→ Aim 1
Format the contour labeling records as a numbered list, running from their first line through the line containing "M 372 402 L" and dropping any blank lines.
═══ Extract provided
Term Spread Recession Forecasts For January 2024

Plain vanilla probit models indicate a high probability of recession, especially using the 10yr-3mo spread:

(Click on image to enlarge)

Figure 1: Forecasted probability of recession from 10yr-3mo term spread (blue), from 10yr-2yr term spread (tan), 10yr-3mo term spread augmented by FCI(green). All models estimated over 1986M01-2023M01. NBER defined peak-to-trough recession dates shaded gray. Red dashed line at 50% probability. Source: author’s calculations, NBER.

The 10yr-3mo spread implied recession probability breaches the 50% threshold; while the 10yr-2yr does not, it comes very close. Adding in a financial conditions index pushes the probability to 87%, but this specification also yields a false positive in 2009-10.

These are the spreads as of today (January data runs through January 30th).

(Click on image to enlarge)

Figure 2: US Treasury 10yr-3mo term spread (blue, left scale), 10yr-2yr (tan, left scale), both in %, and Chicago Fed National Financial Conditions Index (green, right scale). January 2023 spreads thru 1/30; FCI thru 1/20. NBER defined peak-to-trough recession dates shaded gray. Source: Treasury, Chicago Fed via FRED, NBER, and author’s calculations.
══════
═══ Dataset records
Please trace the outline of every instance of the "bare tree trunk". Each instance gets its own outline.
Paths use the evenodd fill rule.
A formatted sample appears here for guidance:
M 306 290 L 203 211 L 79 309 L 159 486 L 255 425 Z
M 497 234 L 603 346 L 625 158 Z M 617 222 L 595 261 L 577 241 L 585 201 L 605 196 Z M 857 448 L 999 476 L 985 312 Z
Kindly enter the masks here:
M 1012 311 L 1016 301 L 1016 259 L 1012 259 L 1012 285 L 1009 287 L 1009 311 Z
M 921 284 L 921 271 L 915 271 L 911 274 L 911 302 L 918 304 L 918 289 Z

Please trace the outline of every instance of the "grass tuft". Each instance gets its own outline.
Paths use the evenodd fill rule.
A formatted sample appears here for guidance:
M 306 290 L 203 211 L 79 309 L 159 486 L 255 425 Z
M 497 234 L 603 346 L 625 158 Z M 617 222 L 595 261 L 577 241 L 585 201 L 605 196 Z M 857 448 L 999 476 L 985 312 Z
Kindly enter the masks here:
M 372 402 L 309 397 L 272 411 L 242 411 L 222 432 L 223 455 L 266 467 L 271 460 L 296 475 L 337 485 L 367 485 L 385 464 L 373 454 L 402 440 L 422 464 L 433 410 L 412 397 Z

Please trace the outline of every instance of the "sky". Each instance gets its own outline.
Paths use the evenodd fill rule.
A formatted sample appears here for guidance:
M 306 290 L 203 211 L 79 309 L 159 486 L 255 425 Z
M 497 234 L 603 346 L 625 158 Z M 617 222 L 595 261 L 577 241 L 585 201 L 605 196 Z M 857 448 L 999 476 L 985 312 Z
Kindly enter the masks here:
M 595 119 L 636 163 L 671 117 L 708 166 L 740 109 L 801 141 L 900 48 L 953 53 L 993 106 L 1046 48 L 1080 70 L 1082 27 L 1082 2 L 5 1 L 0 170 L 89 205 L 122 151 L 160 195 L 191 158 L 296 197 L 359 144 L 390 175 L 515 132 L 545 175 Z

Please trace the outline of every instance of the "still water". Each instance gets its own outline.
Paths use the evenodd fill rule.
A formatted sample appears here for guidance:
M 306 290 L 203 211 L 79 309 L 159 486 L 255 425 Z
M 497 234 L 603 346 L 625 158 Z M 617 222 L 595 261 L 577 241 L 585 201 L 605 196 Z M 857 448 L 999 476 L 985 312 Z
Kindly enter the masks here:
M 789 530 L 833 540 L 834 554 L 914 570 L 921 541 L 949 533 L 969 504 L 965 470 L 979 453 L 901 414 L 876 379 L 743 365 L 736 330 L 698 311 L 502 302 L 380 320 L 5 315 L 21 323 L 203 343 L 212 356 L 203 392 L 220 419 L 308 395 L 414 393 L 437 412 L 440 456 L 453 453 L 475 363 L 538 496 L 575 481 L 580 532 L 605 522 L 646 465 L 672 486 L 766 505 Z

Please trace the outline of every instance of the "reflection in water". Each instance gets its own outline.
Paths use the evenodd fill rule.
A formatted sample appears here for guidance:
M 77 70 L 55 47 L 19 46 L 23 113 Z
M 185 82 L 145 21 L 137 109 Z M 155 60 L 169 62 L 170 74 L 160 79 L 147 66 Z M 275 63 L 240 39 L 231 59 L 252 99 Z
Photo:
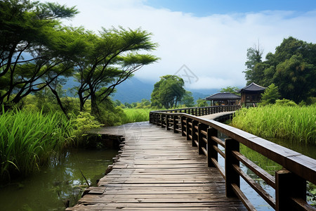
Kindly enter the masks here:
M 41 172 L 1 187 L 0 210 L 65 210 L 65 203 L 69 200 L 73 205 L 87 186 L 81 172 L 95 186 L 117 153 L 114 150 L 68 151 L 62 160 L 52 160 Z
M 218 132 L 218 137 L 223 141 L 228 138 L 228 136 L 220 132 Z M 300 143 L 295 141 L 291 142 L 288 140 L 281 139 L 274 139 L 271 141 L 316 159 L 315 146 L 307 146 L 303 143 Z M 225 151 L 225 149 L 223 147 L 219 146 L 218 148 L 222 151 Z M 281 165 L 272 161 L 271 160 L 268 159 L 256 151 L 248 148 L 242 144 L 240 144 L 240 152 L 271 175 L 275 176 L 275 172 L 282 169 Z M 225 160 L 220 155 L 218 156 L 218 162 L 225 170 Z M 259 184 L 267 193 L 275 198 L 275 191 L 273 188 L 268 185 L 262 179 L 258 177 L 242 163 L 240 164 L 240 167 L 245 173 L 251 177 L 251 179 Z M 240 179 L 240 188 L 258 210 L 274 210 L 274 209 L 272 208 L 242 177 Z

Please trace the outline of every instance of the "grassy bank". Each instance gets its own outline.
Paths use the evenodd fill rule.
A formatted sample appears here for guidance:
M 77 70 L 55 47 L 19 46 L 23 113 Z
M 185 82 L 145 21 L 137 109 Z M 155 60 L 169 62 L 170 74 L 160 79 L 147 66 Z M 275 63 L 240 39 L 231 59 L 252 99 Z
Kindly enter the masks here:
══════
→ Aim 2
Resume the piece on term spread recession forecasts from where it stops.

→ Reply 1
1. Please trace the outline of every instance of the "bare tree trunk". Each instance gets its own outline.
2. Paths use the evenodd fill rule.
3. A formatted sample appears here for guidance:
4. M 306 290 L 203 211 L 79 309 L 159 486 L 255 425 Z
5. M 497 234 L 603 346 L 625 158 Z M 617 222 L 595 261 L 577 241 L 585 201 L 605 196 Z M 857 448 L 999 476 L 985 312 Z
6. Kindly enter the masks here:
7. M 1012 311 L 1016 301 L 1016 259 L 1012 259 L 1012 285 L 1009 287 L 1009 311 Z
8. M 921 284 L 921 271 L 915 271 L 911 274 L 911 302 L 918 304 L 918 289 Z
9. Please trace the outline of every instance of the "grass tuft". Each instance gets its own outline.
10. Paths use the evenodd fill rule.
11. A formatted sample appears here for guidance:
12. M 306 290 L 203 211 L 79 309 L 159 486 L 255 425 Z
13. M 497 234 L 603 346 L 625 158 Z M 617 222 L 595 261 L 577 241 L 585 201 L 605 196 Z M 857 448 L 999 476 L 985 312 Z
14. Kindly enter the masks here:
15. M 372 402 L 309 397 L 272 411 L 242 411 L 222 432 L 223 455 L 266 467 L 271 460 L 296 475 L 337 485 L 367 485 L 385 464 L 373 454 L 402 440 L 422 464 L 433 410 L 412 397 Z

→ Reply 2
Interestingly, one of the main early proponents of the term spread as indicator, Campbell Harvey, has argued that this time is different:

Despite the curve being inverted for the ninth time since 1968, Harvey said it’s probably not a harbinger for a recession.

‘Dodge the Bullet’
Harvey’s model was linked to inflation-adjusted yields and he said the fact inflation expectations are inverted — meaning traders see price pressures easing through time — also eases odds for a recession ahead.

“When you put all this together it suggests we could dodge the bullet,” Harvey said. “Avoiding the hard-landing — recession — and realizing slow growth or minor negative growth. If a recession arrives, it will be mild.”

Indeed, the term structure of inflation expectations is (or was) also inverted, as opposed to what occurred before the 2007-09 and 2020 recessions.

(Click on image to enlarge)

Figure 3: 10 yr inflation breakeven minus 5 yr inflation breakeven, calculated using Treasury-TIPS spreads, % (blue). NBER defined peak-to-trough recession dates shaded gray. Source: Treasury via FRED, NBER and author’s calculations.

The estimated term structure of inflation expectations from the Philadelphia Fed indicates lower expected inflation at longer horizons, and this is more pronounced than it was a year ago, and even a month ago (see Philadelphia Fed estimates). He reiterated this point just a few hours ago [video].

So, we’ll see if this time is indeed different…

[I don’t have ready access to the foreign term spread for January, so I can’t estimate the Ahmed-Chinn specification.]


More By This Author:

Cyclically Adjusted Federal Budget Balance
Personal Consumption Expenditures And Inflation – Services Vs. Goods
GDP, GDP+, And GDO(?) For Q4

Disclosure: None.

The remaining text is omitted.